§ TASK SET
A) Translate this sentence from the renewable energy policy passage into Spanish: "This would help create a healthy environment favoring the growth and investment in RETs."
B) Pick up the renewable energy policy passage after its final sentence and write the next few sentences.

In [21], the significance of RPS, Production Tax credits, FiTs and net-metering in renewable policies have been discussed in the USA and its states. The discussion in [22] stresses upon the restructuring of financial models in renewable policies to maximize the investment potential of the interested parties in the market. This would help create a healthy environment favoring the growth and investment in RETs. Enerallt, a market based inter-region energy system model, has been proposed in [23] in an attempt to model a common energy market based on RETs, implementation of which would require a policy shift by the participating countries. Authors of [24] discuss traditional renewable policies at a stretch and identify and propose areas where new policy formulation or improvement is required. These proposed areas for policy formulation and improvement include RPS, Net-metering policy, renewable energy certificate (REC), electricity feed-in law, public benefit funds, investment support, fiscal and financial measures, tenders and quotas, emissions trading policies and renewable energy targets.

Saved entries:

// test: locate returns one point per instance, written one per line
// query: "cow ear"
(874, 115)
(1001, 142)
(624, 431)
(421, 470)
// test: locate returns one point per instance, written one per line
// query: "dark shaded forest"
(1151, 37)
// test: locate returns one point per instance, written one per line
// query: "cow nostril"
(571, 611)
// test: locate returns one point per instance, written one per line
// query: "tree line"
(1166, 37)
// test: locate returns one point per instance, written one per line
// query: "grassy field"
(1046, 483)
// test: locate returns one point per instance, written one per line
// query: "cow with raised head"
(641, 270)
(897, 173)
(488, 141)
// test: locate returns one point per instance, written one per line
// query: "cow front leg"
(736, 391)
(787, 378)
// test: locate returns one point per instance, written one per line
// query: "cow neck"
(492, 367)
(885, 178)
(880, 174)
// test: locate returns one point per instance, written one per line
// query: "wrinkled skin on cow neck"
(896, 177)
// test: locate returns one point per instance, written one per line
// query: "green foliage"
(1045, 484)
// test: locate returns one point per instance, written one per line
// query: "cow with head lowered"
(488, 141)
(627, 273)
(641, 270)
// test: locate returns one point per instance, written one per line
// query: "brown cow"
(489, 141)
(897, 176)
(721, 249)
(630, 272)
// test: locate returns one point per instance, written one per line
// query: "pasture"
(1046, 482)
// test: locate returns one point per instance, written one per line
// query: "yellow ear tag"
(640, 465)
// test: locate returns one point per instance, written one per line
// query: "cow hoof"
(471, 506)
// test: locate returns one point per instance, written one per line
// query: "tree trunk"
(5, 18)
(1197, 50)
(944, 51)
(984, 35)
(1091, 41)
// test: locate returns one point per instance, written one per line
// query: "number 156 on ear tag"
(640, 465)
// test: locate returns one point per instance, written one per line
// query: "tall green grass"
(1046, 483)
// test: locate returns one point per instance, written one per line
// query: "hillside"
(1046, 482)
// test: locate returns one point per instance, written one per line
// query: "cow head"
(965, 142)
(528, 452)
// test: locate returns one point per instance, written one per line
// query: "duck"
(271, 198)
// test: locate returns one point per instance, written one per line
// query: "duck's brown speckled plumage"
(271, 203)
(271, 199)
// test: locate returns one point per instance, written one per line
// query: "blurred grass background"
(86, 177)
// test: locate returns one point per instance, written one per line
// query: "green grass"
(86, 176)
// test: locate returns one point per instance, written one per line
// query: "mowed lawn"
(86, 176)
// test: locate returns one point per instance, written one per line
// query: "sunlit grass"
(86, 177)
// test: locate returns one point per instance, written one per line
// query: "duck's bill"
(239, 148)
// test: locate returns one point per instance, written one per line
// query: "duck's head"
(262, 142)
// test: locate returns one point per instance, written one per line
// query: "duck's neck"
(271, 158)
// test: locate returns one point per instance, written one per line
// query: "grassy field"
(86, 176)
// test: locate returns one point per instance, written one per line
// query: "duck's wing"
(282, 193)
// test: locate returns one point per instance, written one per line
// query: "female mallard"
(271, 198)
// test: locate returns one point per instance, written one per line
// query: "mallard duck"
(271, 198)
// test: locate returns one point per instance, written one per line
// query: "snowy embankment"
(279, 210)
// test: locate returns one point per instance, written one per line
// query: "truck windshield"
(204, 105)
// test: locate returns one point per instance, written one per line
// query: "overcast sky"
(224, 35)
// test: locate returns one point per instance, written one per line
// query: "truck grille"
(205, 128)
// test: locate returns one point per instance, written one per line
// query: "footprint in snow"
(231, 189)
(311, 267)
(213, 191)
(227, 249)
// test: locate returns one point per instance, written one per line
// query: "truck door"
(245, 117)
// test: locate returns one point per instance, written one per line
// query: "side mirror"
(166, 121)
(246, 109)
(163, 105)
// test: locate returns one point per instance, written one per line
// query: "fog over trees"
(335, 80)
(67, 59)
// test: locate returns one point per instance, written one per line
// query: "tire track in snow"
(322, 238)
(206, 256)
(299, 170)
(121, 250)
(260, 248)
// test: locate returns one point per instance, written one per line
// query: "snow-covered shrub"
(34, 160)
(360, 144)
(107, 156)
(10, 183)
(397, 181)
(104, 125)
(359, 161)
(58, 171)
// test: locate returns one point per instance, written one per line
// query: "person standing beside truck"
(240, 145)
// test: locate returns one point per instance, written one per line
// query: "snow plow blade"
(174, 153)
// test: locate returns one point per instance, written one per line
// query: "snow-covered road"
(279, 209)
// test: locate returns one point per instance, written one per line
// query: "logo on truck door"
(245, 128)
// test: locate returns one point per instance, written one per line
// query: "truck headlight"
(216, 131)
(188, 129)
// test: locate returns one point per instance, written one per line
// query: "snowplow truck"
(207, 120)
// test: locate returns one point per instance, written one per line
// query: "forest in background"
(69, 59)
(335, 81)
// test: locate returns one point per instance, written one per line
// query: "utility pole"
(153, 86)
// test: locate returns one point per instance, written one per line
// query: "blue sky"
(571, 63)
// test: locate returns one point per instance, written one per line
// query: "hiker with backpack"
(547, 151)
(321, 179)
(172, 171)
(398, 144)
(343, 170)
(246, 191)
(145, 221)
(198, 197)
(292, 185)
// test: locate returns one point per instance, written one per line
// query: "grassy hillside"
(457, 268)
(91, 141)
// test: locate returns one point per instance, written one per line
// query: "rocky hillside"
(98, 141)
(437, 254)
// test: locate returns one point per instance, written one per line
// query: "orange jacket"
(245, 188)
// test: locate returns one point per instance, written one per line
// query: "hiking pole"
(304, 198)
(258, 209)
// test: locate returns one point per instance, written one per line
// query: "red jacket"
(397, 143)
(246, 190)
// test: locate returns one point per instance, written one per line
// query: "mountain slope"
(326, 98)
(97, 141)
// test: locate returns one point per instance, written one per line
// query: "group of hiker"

§ SOLVED PROBLEMS
A) Esto ayudaría a crear un entorno saludable que favorezca el crecimiento y la inversión en RETs.

B)
Nearly all of the previous works discussed here state many common improvement factors in the renewable policies being formulated and implemented around the globe. These also discuss the existing challenges along with areas having significant room for improvement as far as policy formulation or policy restructuring is concerned. Many new business, financial and technological models have also been proposed which could be used globally to implement an effective and sound policy related to renewables.
Renewable Energy policies vary globally but share the common objective of achieving the deployment and promotion of renewable energy technologies at the least cost and minimum damage to the local and global environment. Elements commonly shared by all these policies include a specific target, an annual target, a set of feasible and eligible renewable technologies (RETs), policies and considerations regarding the import of equipment related to RETs and an effective compliance and enforcement structure. This section discusses modern renewable policies which are evolving with every passing day for feasible and effective adoption and implementation of RETs for self-sustained, secure and environmentally friendly power generation systems.
Smart grid technologies make use of ICT for gathering information related to generation transmission and distribution performances and also for actuating processes that make the overall system resilient with enhanced power quality, sustainability and economy with regard to the power systems.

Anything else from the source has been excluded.